* **Task instructions**:
1) According to the article on family meals and obesity, by what percentage have family dinners declined in the past 20 years?
2) Continue the article on family meals and obesity in young adults from its final line.

* **Document extract**:
Family Meals During Childhood Lessen Chances of Obesity In Young Adults

2511947.jpgWhen was the last time your entire family sat down to a meal? If you’re like most of us, the very act of trying can be daunting.

First off, one of our favorite authors, Ellen Gustafson, prioritizes family dinners in her book “We The Eaters: If We Change Dinner, We Can Change the World.” Here at Wellness Warrior, we admire the clarity of her 30 “Action Steps” toward “food shifts” so much that we’re spreading the word on Facebook and Twitter.

Author Gustafson explains…

Whatever family means to you...make a point to gather people to the table to share meals—at a backyard barbecue or in your kitchen. Nearly all cultures around the world value the tradition of communal food preparation and gathering people together to eat. We can honor that with everything from heirloom recipes to rituals of prayer or giving thanks before meals. Whatever that looks like at your table, try to reestablish those habits.”

And The Child Study Center reports some alarming figures about the demise of dinner...

In the past 20 years structured sports time has doubled, and family dinners have declined 33%. As parents are working harder and longer and kids' schedules are more and more crowded, there is a decline in ordinary family togetherness such as talking during mealtime or going to family celebrations.”

But you should...keep...trying! Here’s why.

* **Data shown**:
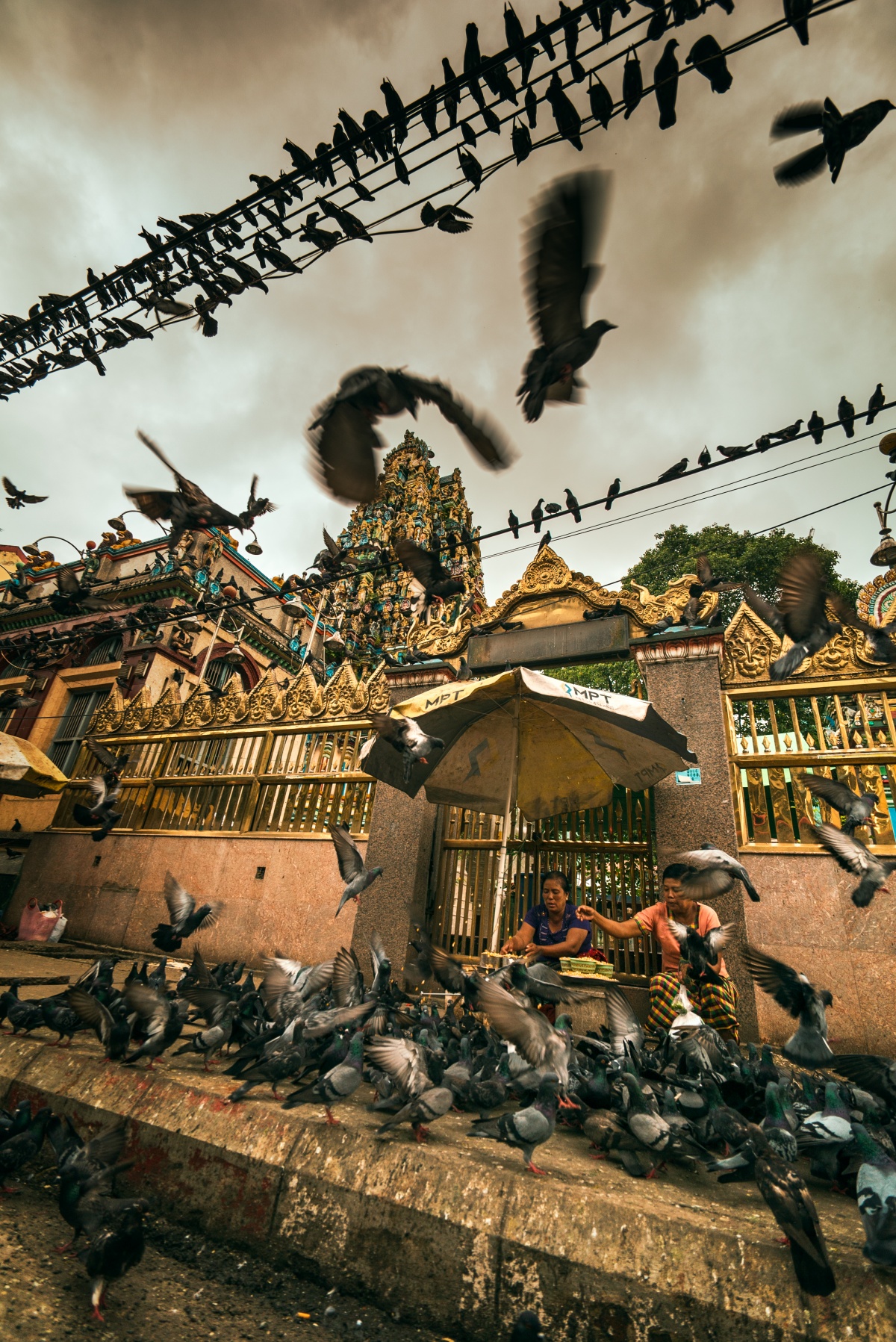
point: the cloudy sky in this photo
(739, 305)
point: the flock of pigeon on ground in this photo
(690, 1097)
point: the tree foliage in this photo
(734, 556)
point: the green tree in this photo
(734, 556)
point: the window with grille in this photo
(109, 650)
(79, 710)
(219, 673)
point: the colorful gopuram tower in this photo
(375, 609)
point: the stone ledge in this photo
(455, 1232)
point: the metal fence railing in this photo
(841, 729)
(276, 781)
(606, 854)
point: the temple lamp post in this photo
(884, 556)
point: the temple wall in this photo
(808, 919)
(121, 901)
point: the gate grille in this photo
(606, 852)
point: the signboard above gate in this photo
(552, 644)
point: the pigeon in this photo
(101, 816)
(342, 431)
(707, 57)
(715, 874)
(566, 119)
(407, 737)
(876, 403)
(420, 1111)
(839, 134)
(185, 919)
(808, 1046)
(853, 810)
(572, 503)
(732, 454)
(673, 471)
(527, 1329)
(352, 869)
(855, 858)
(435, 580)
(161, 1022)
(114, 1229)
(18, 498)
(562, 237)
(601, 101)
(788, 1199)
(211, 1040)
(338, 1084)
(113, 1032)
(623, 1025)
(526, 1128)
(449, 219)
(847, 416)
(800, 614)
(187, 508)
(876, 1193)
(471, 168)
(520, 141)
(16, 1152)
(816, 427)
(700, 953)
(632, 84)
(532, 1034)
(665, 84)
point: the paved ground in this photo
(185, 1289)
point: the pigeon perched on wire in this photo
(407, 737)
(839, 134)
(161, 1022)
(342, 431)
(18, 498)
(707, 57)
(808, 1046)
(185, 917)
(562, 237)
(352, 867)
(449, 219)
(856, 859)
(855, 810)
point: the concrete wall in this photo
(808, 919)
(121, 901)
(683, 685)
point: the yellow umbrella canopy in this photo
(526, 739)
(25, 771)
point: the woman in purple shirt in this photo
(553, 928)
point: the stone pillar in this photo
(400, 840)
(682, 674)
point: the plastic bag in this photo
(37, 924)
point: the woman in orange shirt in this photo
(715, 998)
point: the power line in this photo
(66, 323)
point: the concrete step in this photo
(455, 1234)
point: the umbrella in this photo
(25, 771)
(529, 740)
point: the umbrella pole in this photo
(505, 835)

* **Activity answers**:
1) 33%

2)
A new study from The Journal of Pediatrics looked at the correlation between adolescents eating family meals and their obesity rate ten years later as young adults. The study, which focused on middle school and high-school-aged kids from different racial and socioeconomic backgrounds, concluded that,

Family meals during adolescence were protective against the development of overweight and obesity in young adulthood. Professionals who work with adolescents and parents may want to strategize with them how to successfully carry out at least 1 to 2 family meals per week in order to protect adolescents from overweight or obesity in young adulthood.”

So what’s the big deal? Why would the simple act of sitting down for a family meal make a difference in a child’s weight ten years later? Well apparently good habits die-hard. Families that gather for family mealtime tend to eat more nutritional foods according to an article in Time, which cited a different study:

The data suggested that family mealtime has a wealth of health benefits, especially for children. Kids who ate more meals together with their families tended to eat more fruits, vegetables, fiber, calcium-rich foods, and vitamins, and ate less junk food.”

The results speak for themselves. Making family mealtimes a priority whenever possible will pay off in the long run.